# The scrap yard on the moors: January 2012



## tattooed (Jan 25, 2012)

A little bit of research on Google Earth turned up this gem, so I just had to go and have a mooch around! Reminded a little of the movie 'Wrong Turn' lol
















































































































Thanks for looking


----------



## the|td4 (Jan 25, 2012)

Aha! 

I drove past this following a greenlane years ago and I always meant to come back and visit it - looks like it was an interesting explore, thanks for posting mate.

Did you get there via the scenic route?


----------



## smiler (Jan 25, 2012)

That beggar’s belief, great find though, and fascinating, Thanks.


----------



## chizyramone (Jan 25, 2012)

Mmmmm, scrapyard! 

Nice one


----------



## glass (Jan 25, 2012)

★ ★ ★ ★

Problems to work on:
#1 Could you reproduce the scrap yard thread, starting with "Thanks for looking" and going on through "for posting mate."?
#2 Answer these about the scrap yard thread:
(a) What did tattooed use to find the scrap yard?
(b) Which movie did the visit remind tattooed of a little?
(c) What was the|td4 following when driving past the place years ago?

(Annotation records)
★ ★ ★ ★

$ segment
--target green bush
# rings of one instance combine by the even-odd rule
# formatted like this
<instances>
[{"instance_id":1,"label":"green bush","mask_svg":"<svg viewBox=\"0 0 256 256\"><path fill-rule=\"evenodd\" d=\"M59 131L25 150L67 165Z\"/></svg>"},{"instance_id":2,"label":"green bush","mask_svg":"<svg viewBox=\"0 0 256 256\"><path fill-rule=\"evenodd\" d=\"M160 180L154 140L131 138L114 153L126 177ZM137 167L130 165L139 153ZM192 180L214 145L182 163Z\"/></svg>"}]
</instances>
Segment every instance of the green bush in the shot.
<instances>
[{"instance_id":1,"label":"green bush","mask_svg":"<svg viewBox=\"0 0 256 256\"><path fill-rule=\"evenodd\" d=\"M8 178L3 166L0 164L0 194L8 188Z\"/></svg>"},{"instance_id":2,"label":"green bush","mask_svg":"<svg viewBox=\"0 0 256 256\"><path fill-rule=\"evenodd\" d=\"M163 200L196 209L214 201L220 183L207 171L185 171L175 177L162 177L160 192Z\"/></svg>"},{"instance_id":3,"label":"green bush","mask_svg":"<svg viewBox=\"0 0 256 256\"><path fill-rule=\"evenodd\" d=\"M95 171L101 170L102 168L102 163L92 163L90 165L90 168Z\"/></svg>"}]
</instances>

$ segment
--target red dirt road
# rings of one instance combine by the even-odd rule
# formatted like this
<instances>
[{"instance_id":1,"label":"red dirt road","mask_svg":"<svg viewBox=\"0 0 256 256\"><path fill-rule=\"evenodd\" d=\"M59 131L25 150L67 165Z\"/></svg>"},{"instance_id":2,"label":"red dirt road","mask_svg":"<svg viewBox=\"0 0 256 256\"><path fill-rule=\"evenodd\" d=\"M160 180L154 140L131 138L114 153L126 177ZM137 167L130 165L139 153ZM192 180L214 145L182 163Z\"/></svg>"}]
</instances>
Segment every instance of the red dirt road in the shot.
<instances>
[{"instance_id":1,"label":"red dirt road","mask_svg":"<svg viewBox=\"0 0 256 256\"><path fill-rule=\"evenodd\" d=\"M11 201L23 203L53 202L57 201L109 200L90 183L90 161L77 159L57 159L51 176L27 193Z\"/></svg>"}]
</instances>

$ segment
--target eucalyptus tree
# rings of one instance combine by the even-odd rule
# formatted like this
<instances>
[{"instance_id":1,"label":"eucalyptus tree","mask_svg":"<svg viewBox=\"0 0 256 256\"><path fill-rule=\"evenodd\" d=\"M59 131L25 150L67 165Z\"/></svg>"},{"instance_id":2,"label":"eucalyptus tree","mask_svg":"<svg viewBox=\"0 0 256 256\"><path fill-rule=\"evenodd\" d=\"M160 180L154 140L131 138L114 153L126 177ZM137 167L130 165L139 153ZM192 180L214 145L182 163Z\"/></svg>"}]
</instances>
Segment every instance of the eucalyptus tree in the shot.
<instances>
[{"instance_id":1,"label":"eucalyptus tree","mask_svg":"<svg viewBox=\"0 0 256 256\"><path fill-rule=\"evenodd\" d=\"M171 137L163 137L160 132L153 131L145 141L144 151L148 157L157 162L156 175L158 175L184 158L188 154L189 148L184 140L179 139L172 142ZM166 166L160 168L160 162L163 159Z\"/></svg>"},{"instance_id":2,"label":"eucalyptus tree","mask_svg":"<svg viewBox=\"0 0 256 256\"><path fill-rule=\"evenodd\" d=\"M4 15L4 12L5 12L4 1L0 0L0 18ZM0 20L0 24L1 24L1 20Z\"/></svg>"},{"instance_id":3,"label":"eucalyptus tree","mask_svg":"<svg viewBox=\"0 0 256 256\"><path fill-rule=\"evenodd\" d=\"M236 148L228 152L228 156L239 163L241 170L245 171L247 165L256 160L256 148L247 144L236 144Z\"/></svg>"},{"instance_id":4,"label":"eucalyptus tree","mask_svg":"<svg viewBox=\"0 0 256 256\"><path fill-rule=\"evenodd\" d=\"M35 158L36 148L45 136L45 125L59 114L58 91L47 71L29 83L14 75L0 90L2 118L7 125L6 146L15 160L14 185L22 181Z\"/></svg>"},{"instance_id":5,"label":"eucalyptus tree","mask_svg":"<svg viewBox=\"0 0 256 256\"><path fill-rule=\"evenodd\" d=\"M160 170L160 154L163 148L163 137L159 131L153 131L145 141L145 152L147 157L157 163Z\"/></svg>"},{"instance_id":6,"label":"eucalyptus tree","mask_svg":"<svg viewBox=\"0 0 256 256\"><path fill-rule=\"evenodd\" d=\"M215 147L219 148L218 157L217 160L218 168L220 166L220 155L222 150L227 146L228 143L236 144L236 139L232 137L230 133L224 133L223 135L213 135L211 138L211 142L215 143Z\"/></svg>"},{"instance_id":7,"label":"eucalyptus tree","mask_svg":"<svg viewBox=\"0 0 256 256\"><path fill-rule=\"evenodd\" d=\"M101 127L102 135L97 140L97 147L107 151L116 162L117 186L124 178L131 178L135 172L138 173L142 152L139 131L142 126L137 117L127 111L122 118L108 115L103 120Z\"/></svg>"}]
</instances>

★ ★ ★ ★

Answers to the tasks:
#1
Thanks for looking


----------



## the|td4 (Jan 25, 2012)

Aha! 

I drove past this following a greenlane years ago and I always meant to come back and visit it - looks like it was an interesting explore, thanks for posting mate.

#2
(a) Google Earth
(b) 'Wrong Turn'
(c) A greenlane